• SHORT TASK: Return every line of the records below that contains the string "tuxedo". The match is case-sensitive.

• INFORMATION SUPPLIED:

● ● ● ● ● ● ●

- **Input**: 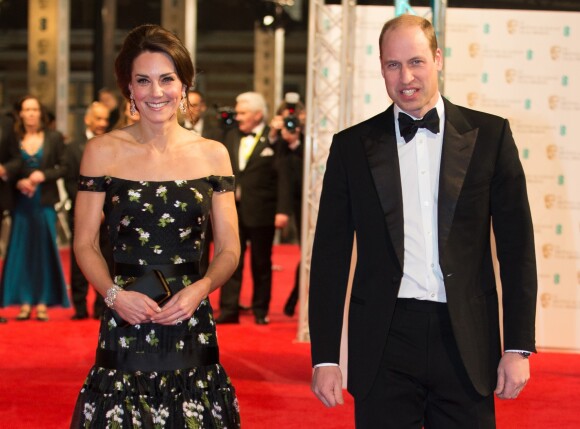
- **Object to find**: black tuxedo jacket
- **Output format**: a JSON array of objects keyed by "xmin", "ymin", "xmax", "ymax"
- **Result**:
[
  {"xmin": 309, "ymin": 99, "xmax": 537, "ymax": 398},
  {"xmin": 223, "ymin": 127, "xmax": 292, "ymax": 227},
  {"xmin": 0, "ymin": 115, "xmax": 22, "ymax": 210}
]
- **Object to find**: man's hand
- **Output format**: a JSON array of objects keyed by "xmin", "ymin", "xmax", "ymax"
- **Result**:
[
  {"xmin": 274, "ymin": 213, "xmax": 290, "ymax": 229},
  {"xmin": 495, "ymin": 352, "xmax": 530, "ymax": 399},
  {"xmin": 312, "ymin": 366, "xmax": 344, "ymax": 407}
]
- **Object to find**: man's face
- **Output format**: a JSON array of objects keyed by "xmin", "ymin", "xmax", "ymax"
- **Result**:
[
  {"xmin": 187, "ymin": 92, "xmax": 207, "ymax": 124},
  {"xmin": 236, "ymin": 101, "xmax": 264, "ymax": 133},
  {"xmin": 85, "ymin": 104, "xmax": 109, "ymax": 136},
  {"xmin": 381, "ymin": 26, "xmax": 443, "ymax": 118}
]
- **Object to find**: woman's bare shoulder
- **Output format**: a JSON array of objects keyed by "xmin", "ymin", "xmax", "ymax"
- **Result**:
[
  {"xmin": 81, "ymin": 130, "xmax": 130, "ymax": 177},
  {"xmin": 200, "ymin": 139, "xmax": 232, "ymax": 176}
]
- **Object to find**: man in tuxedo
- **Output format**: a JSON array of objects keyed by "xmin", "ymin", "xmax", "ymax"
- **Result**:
[
  {"xmin": 216, "ymin": 92, "xmax": 291, "ymax": 325},
  {"xmin": 268, "ymin": 98, "xmax": 305, "ymax": 317},
  {"xmin": 309, "ymin": 15, "xmax": 537, "ymax": 429},
  {"xmin": 64, "ymin": 101, "xmax": 113, "ymax": 320},
  {"xmin": 0, "ymin": 114, "xmax": 22, "ymax": 323}
]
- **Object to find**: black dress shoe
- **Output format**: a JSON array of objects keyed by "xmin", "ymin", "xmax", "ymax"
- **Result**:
[
  {"xmin": 256, "ymin": 316, "xmax": 270, "ymax": 325},
  {"xmin": 215, "ymin": 314, "xmax": 240, "ymax": 324},
  {"xmin": 284, "ymin": 304, "xmax": 296, "ymax": 317},
  {"xmin": 16, "ymin": 310, "xmax": 32, "ymax": 321},
  {"xmin": 70, "ymin": 314, "xmax": 89, "ymax": 320}
]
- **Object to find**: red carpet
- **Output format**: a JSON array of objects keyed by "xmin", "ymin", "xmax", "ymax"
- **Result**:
[{"xmin": 0, "ymin": 245, "xmax": 580, "ymax": 429}]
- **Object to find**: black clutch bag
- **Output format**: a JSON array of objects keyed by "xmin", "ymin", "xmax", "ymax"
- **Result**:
[{"xmin": 113, "ymin": 270, "xmax": 172, "ymax": 327}]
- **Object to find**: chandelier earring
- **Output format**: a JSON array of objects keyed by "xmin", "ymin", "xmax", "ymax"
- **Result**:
[
  {"xmin": 129, "ymin": 92, "xmax": 137, "ymax": 116},
  {"xmin": 179, "ymin": 90, "xmax": 187, "ymax": 115}
]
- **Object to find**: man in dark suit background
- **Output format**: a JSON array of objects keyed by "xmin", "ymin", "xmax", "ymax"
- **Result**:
[
  {"xmin": 0, "ymin": 114, "xmax": 21, "ymax": 323},
  {"xmin": 309, "ymin": 15, "xmax": 537, "ymax": 429},
  {"xmin": 64, "ymin": 101, "xmax": 113, "ymax": 320},
  {"xmin": 216, "ymin": 92, "xmax": 291, "ymax": 325}
]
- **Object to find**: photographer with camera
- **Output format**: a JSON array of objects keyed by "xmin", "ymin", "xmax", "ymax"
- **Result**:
[
  {"xmin": 215, "ymin": 92, "xmax": 291, "ymax": 325},
  {"xmin": 268, "ymin": 92, "xmax": 306, "ymax": 317}
]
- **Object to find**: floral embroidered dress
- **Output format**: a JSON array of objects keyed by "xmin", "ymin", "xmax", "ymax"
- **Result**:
[{"xmin": 71, "ymin": 176, "xmax": 240, "ymax": 429}]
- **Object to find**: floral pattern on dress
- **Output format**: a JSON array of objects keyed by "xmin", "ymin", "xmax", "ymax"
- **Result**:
[{"xmin": 71, "ymin": 176, "xmax": 240, "ymax": 429}]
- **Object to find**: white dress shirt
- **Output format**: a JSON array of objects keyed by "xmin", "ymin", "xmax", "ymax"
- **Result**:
[{"xmin": 394, "ymin": 96, "xmax": 447, "ymax": 302}]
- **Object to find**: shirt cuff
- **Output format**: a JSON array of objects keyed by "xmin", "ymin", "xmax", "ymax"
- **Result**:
[{"xmin": 314, "ymin": 362, "xmax": 338, "ymax": 368}]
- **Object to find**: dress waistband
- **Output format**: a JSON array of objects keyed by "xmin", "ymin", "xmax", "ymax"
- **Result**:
[
  {"xmin": 95, "ymin": 346, "xmax": 219, "ymax": 372},
  {"xmin": 114, "ymin": 262, "xmax": 199, "ymax": 278}
]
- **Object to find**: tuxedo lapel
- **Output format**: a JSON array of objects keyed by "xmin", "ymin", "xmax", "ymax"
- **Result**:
[
  {"xmin": 437, "ymin": 98, "xmax": 479, "ymax": 249},
  {"xmin": 363, "ymin": 106, "xmax": 405, "ymax": 269},
  {"xmin": 246, "ymin": 127, "xmax": 273, "ymax": 168}
]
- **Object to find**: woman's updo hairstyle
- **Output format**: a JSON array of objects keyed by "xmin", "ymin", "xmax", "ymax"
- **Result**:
[{"xmin": 115, "ymin": 24, "xmax": 195, "ymax": 99}]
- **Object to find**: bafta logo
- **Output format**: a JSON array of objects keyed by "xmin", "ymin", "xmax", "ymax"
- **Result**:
[{"xmin": 542, "ymin": 243, "xmax": 554, "ymax": 259}]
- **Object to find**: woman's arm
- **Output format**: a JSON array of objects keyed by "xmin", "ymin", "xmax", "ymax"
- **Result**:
[
  {"xmin": 74, "ymin": 137, "xmax": 161, "ymax": 325},
  {"xmin": 152, "ymin": 142, "xmax": 240, "ymax": 325}
]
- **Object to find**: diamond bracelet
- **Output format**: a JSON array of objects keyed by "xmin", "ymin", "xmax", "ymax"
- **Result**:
[{"xmin": 105, "ymin": 284, "xmax": 123, "ymax": 308}]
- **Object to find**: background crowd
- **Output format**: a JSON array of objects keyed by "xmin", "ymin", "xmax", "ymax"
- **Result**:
[{"xmin": 0, "ymin": 87, "xmax": 305, "ymax": 324}]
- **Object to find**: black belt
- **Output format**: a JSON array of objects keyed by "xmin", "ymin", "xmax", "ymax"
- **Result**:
[
  {"xmin": 95, "ymin": 346, "xmax": 219, "ymax": 372},
  {"xmin": 114, "ymin": 262, "xmax": 199, "ymax": 278},
  {"xmin": 396, "ymin": 298, "xmax": 449, "ymax": 315}
]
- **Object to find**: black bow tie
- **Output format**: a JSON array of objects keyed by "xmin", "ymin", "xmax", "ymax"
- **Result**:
[{"xmin": 399, "ymin": 108, "xmax": 439, "ymax": 143}]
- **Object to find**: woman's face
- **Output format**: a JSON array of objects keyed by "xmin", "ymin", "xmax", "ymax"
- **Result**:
[
  {"xmin": 19, "ymin": 98, "xmax": 42, "ymax": 128},
  {"xmin": 129, "ymin": 52, "xmax": 184, "ymax": 123}
]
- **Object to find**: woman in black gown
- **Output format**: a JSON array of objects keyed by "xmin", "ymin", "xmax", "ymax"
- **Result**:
[{"xmin": 71, "ymin": 25, "xmax": 240, "ymax": 429}]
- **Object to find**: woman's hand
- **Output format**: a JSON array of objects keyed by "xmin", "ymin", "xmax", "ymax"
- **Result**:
[
  {"xmin": 151, "ymin": 277, "xmax": 211, "ymax": 325},
  {"xmin": 16, "ymin": 178, "xmax": 36, "ymax": 198},
  {"xmin": 113, "ymin": 290, "xmax": 161, "ymax": 325}
]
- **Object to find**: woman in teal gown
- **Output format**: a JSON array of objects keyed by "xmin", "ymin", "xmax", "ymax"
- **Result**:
[{"xmin": 0, "ymin": 96, "xmax": 69, "ymax": 321}]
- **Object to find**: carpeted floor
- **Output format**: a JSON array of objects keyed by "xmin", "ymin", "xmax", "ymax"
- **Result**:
[{"xmin": 0, "ymin": 245, "xmax": 580, "ymax": 429}]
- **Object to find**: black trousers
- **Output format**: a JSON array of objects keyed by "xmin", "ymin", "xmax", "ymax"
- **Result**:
[
  {"xmin": 355, "ymin": 299, "xmax": 495, "ymax": 429},
  {"xmin": 220, "ymin": 223, "xmax": 276, "ymax": 317}
]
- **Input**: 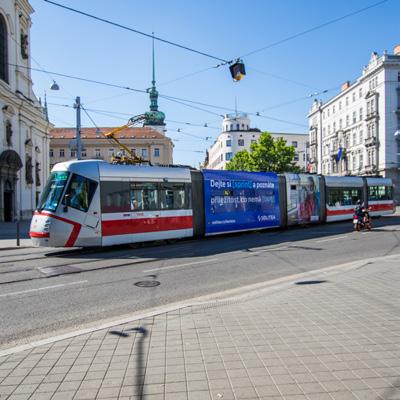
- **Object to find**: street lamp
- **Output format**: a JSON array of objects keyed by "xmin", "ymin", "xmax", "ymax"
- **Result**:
[{"xmin": 50, "ymin": 80, "xmax": 82, "ymax": 160}]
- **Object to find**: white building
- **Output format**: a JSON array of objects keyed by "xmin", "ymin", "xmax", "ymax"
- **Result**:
[
  {"xmin": 0, "ymin": 0, "xmax": 52, "ymax": 221},
  {"xmin": 204, "ymin": 113, "xmax": 308, "ymax": 170},
  {"xmin": 308, "ymin": 46, "xmax": 400, "ymax": 199}
]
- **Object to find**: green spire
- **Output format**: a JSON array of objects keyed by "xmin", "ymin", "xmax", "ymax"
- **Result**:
[{"xmin": 144, "ymin": 32, "xmax": 165, "ymax": 125}]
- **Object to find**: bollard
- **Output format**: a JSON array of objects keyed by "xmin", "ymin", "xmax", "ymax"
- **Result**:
[{"xmin": 17, "ymin": 219, "xmax": 19, "ymax": 246}]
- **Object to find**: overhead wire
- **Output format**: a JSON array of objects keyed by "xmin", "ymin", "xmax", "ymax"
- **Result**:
[
  {"xmin": 240, "ymin": 0, "xmax": 389, "ymax": 58},
  {"xmin": 44, "ymin": 0, "xmax": 231, "ymax": 64}
]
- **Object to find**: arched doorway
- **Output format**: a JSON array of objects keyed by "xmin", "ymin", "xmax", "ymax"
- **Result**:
[
  {"xmin": 3, "ymin": 180, "xmax": 14, "ymax": 222},
  {"xmin": 0, "ymin": 150, "xmax": 22, "ymax": 221}
]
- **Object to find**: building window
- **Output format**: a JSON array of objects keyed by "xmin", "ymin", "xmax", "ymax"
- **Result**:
[{"xmin": 0, "ymin": 14, "xmax": 8, "ymax": 82}]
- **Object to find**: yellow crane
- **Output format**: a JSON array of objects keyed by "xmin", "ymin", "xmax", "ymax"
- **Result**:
[{"xmin": 104, "ymin": 114, "xmax": 150, "ymax": 165}]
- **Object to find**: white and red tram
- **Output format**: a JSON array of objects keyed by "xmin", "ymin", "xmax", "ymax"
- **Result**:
[{"xmin": 30, "ymin": 160, "xmax": 395, "ymax": 247}]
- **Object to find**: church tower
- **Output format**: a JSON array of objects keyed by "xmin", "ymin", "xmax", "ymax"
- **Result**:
[{"xmin": 143, "ymin": 37, "xmax": 165, "ymax": 135}]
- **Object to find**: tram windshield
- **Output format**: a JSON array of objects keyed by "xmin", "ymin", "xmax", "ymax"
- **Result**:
[{"xmin": 38, "ymin": 171, "xmax": 69, "ymax": 211}]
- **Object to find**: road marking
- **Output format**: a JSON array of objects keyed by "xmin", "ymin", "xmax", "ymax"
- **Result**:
[
  {"xmin": 317, "ymin": 235, "xmax": 348, "ymax": 243},
  {"xmin": 143, "ymin": 258, "xmax": 218, "ymax": 272},
  {"xmin": 0, "ymin": 281, "xmax": 87, "ymax": 297}
]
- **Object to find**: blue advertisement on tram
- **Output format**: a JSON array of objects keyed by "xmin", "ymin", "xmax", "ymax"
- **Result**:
[{"xmin": 203, "ymin": 170, "xmax": 280, "ymax": 234}]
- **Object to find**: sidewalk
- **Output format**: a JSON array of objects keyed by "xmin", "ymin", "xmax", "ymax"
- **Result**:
[
  {"xmin": 0, "ymin": 220, "xmax": 32, "ymax": 250},
  {"xmin": 0, "ymin": 256, "xmax": 400, "ymax": 400}
]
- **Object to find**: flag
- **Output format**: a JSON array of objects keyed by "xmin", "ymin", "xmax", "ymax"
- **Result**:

● ● ● ● ● ● ●

• CORRECT OUTPUT:
- **Object to find**: black tuxedo jacket
- **Object to find**: man in tuxedo
- **Object to find**: tuxedo lapel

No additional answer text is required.